# [WHAT YOU NEED TO DO]
[a] Rewrite the article starting at "How an #ACAB" and ending at "earlier this week.", putting "Southeast Portland" wherever "East Portland" appears.
[b] According to the article, what did police find in the basement of Jacob Ramos's house?

# [SOURCE PASSAGE]
((

How an #ACAB Instagram Post Led Portland Cops to a Ghost Gun Workshop

Jacob Ramos was arrested after cops tracked down the members of a national graffiti ring.

Graffiti (Portland Police Bureau)

A yearlong investigation by Portland police into a prolific graffiti tagging crew working both U.S. coasts culminated this month in the discovery of a ghost gun workshop in the basement of an East Portland home. The Portland Police Bureau announced the arrest of the home’s occupant, 42-year-old Jacob Ramos, earlier this week.

Court documents and a search warrant obtained by WW explain how police found him.

Last April, surveillance cameras caught a pair of vandals tagging a mural on the wall of Platinum Audio Video Lighting, a DJ supply store in downtown Portland. The store’s owner was furious. He’d spent $1,000 to have the mural painted only a few days earlier.

When cops reviewed the footage, they didn’t recognize the perpetrators—but they recognized the graffiti tag, “THUJA.”

A now-removed Instagram account had posted photos of the tagged mural later that day. According to the caption, the vandalism was activism. “Gentrifying Murals = Police Graffiti Abatement = Controlled. Monitored & Censored Self Expression #ACAB,” it read.

An affidavit filed in Multnomah County Circuit Court says police then took a “comprehensive look” at the then-public Instagram account, which depicted a woman in front of similar tags—“THUJA”—on dozens of walls, trucks, and public spaces in Philadelphia, New York City and Portland. The woman covered her face, but police found another way to identify her. They subpoenaed Meta, the corporate parent of Instagram and Facebook, which provided an internet fingerprint from the Instagram post that corresponded to a home in Beaverton.

During a stakeout of the home in November, cops recognized a young woman from the surveillance tape entering the house, which was owned by a middle-aged couple and two other family members. One of the family members was 25-year-old Shelaleh Rostami, according to the affidavit, which was submitted as part of a request for a search warrant.

By this point, police had a dossier on Rostami. She’d pleaded guilty to graffiti charges in Multnomah County in 2016, and her boyfriend at the time also had a graffiti rap sheet. When police searched city databases for “THUJA” tags, they tallied more than a dozen instances of vandalism—and at least $10,000 in damages.

The evidence was enough to justify a search warrant, which police executed at Rostami’s Beaverton home in January.

There, they found what they were looking for: paint cans, sketch books and even THUJA stickers. And on Rostami’s iPhone they found a conversation with another member of Rostami’s tagging crew. His name was Jacob Ramos.

Police then turned their attention to Ramos, who used the tag “Bier” and sometimes “Kill Your Television” when working with Rostami’s crew. When they searched his East Portland house, where Ramos appeared to live alone, police found a framed photograph of his “Bier” tagged on an abandoned building.

They also found a homemade AR-15, a 3D printer, and metal machining tools in the basement. It was, they proclaimed in a Monday press release announcing the pair’s indictment, a full-fledged “gun manufacturing workshop.”

State lawmakers are currently considering legislation banning ghost guns, which lack serial numbers and are extremely difficult, if not impossible, for law enforcement to trace. Their use has exploded in recent years as 3D printing technologies go mainstream. In 2017, local law enforcement agencies ask the Bureau of Alcohol, Tobacco, Firearms and Explosives to trace 1,629 ghost guns. By 2021, there were nearly 20,000 requests.

Ghost guns are not currently regulated under Oregon law. But Ramos was a convicted felon and prohibited from possessing any firearms. He was arrested and charged with 11 counts of manufacturing firearms, and 60 counts of criminal mischief, among other charges. He was released shortly thereafter when he promised to stay away from spray paint and gun manufacturing equipment.

Ramos declined to comment through his attorney. His next court date is in May. Rostami did not respond to an email and remains at large. A warrant is out for her arrest.

))

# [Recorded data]
((

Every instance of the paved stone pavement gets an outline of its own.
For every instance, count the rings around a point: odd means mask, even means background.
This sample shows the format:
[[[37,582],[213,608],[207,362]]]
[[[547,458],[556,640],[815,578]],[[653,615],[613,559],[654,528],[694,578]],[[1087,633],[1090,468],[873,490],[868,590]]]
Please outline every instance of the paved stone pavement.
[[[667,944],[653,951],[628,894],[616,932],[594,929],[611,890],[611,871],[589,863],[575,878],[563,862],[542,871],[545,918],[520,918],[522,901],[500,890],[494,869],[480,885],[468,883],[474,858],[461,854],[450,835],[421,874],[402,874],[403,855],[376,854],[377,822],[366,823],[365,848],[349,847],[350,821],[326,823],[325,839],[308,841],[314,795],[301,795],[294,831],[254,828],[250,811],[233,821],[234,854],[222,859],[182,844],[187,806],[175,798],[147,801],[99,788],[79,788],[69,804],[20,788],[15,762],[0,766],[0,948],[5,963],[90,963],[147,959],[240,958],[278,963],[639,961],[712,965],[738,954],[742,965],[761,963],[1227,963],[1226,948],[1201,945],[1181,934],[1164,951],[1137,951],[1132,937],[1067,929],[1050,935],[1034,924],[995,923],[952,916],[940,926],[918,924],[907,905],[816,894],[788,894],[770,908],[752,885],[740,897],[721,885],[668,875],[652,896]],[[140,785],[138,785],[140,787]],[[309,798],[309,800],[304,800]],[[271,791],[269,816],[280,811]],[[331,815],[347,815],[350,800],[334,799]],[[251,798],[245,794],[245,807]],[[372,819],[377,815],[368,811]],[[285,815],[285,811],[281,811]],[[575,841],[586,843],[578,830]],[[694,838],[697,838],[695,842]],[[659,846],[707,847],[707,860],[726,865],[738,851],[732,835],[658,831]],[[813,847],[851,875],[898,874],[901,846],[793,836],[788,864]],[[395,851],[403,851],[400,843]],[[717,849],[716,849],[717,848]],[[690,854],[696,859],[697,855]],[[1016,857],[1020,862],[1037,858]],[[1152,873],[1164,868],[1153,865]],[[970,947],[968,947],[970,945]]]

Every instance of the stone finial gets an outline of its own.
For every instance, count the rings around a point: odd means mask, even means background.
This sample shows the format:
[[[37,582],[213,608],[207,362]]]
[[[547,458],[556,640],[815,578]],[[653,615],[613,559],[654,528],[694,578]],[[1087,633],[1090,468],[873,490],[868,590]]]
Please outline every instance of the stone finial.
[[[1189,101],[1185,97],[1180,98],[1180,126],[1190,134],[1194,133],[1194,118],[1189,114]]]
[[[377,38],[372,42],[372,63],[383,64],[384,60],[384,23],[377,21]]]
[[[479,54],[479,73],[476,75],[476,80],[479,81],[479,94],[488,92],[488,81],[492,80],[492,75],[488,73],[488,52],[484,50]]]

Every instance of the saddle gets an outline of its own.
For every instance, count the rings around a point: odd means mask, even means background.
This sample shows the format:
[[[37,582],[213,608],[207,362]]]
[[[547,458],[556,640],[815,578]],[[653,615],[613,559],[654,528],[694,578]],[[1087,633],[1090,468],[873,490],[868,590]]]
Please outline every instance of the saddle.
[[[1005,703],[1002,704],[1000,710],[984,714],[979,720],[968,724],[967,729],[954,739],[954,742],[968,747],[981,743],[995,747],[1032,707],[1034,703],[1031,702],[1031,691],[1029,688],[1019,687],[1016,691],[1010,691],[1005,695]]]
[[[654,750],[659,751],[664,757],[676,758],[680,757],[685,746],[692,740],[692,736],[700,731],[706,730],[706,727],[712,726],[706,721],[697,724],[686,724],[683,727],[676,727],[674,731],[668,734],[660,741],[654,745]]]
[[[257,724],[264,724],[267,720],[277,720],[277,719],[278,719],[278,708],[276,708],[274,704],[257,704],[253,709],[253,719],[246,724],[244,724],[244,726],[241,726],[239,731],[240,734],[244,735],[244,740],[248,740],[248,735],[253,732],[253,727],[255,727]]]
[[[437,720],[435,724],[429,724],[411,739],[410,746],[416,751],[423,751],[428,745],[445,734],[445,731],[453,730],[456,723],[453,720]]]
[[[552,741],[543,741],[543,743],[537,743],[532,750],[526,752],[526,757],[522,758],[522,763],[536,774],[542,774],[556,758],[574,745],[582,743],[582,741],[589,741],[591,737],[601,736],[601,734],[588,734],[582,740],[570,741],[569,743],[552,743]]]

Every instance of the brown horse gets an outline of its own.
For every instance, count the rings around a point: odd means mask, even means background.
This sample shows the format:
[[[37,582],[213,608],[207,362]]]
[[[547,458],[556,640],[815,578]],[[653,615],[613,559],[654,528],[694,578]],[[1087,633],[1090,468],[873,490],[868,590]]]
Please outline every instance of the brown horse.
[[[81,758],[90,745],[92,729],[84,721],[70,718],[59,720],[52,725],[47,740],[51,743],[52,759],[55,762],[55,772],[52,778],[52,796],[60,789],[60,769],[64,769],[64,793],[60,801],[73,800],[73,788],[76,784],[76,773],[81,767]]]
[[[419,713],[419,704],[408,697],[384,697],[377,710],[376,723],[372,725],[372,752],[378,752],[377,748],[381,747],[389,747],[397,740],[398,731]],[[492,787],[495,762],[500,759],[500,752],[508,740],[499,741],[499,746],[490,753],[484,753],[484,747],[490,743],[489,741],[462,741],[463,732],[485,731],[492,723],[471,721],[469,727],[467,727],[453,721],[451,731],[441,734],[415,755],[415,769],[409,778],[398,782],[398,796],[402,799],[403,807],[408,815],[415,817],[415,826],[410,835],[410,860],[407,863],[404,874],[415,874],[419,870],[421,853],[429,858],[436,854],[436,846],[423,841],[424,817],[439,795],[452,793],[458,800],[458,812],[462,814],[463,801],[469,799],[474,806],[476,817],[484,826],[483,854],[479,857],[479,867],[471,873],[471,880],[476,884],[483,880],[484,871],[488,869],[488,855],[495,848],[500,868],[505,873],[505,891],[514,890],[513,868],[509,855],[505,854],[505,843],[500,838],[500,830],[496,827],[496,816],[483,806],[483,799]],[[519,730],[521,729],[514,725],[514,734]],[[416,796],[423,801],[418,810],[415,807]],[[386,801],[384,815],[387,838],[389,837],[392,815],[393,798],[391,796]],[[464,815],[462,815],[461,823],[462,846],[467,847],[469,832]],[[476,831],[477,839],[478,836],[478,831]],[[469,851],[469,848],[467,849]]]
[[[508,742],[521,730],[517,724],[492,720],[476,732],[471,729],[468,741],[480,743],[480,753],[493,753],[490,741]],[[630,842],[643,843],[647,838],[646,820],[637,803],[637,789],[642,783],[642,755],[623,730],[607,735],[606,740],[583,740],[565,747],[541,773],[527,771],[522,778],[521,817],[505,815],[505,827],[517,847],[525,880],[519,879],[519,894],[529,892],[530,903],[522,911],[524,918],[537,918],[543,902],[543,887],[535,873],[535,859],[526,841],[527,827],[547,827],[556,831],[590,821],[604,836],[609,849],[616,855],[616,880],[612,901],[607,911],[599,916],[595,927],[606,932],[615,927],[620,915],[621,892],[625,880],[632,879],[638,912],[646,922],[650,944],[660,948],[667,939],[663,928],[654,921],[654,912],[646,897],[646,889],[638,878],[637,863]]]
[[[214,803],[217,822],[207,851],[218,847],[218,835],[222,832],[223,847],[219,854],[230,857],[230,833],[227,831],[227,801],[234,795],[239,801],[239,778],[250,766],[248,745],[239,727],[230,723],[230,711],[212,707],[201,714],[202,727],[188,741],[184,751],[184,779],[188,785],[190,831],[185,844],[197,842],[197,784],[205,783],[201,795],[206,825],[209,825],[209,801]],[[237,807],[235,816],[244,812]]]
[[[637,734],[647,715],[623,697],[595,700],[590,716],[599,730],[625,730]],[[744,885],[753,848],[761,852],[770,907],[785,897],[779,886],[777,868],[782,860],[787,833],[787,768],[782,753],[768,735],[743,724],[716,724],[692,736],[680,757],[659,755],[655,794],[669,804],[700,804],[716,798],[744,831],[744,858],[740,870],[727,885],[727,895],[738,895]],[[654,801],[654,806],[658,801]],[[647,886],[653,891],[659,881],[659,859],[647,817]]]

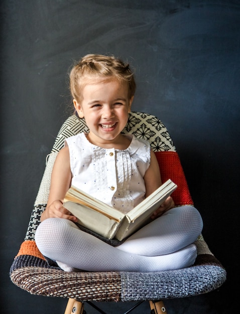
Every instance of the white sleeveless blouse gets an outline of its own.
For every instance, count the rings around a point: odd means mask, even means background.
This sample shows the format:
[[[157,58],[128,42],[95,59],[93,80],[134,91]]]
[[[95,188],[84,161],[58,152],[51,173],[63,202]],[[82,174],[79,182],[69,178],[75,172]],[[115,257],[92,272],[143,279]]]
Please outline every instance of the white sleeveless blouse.
[[[126,214],[145,198],[143,177],[150,164],[149,142],[128,134],[124,150],[91,144],[86,133],[66,139],[69,146],[71,184]]]

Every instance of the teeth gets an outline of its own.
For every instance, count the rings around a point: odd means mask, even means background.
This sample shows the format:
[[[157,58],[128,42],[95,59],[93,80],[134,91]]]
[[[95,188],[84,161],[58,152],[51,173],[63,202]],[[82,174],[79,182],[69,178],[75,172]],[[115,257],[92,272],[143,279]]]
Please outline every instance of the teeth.
[[[101,126],[103,128],[110,128],[110,127],[113,127],[116,123],[113,123],[113,124],[101,124]]]

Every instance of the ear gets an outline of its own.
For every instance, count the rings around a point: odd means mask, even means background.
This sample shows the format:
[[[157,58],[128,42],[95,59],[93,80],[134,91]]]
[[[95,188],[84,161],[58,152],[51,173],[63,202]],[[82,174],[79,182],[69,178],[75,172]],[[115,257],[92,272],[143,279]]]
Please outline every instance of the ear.
[[[131,106],[132,106],[132,103],[133,102],[133,101],[134,100],[134,96],[133,96],[130,100],[129,100],[129,112],[131,112]]]
[[[80,105],[77,102],[77,101],[76,100],[76,99],[73,99],[73,105],[74,106],[74,108],[75,108],[76,111],[77,111],[77,114],[78,114],[78,116],[79,117],[79,118],[83,118],[84,116],[84,115],[83,114],[83,112],[82,111],[81,105]]]

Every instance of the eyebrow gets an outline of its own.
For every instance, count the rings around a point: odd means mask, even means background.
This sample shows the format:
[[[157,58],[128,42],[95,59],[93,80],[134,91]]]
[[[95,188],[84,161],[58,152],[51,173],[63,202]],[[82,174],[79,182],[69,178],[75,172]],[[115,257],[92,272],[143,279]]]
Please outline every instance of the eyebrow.
[[[117,101],[118,100],[123,100],[123,101],[127,101],[126,98],[123,97],[118,97],[115,99],[113,99],[113,101]],[[100,100],[97,100],[97,99],[95,99],[94,100],[92,100],[91,101],[89,101],[89,102],[87,103],[88,105],[92,105],[93,103],[95,103],[96,102],[101,102]]]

))

# [TASK ANSWERS]
[a]
How an #ACAB Instagram Post Led Portland Cops to a Ghost Gun Workshop

Jacob Ramos was arrested after cops tracked down the members of a national graffiti ring.

Graffiti (Portland Police Bureau)

A yearlong investigation by Portland police into a prolific graffiti tagging crew working both U.S. coasts culminated this month in the discovery of a ghost gun workshop in the basement of an Southeast Portland home. The Portland Police Bureau announced the arrest of the home’s occupant, 42-year-old Jacob Ramos, earlier this week.

[b] A homemade AR-15, a 3D printer, and metal machining tools.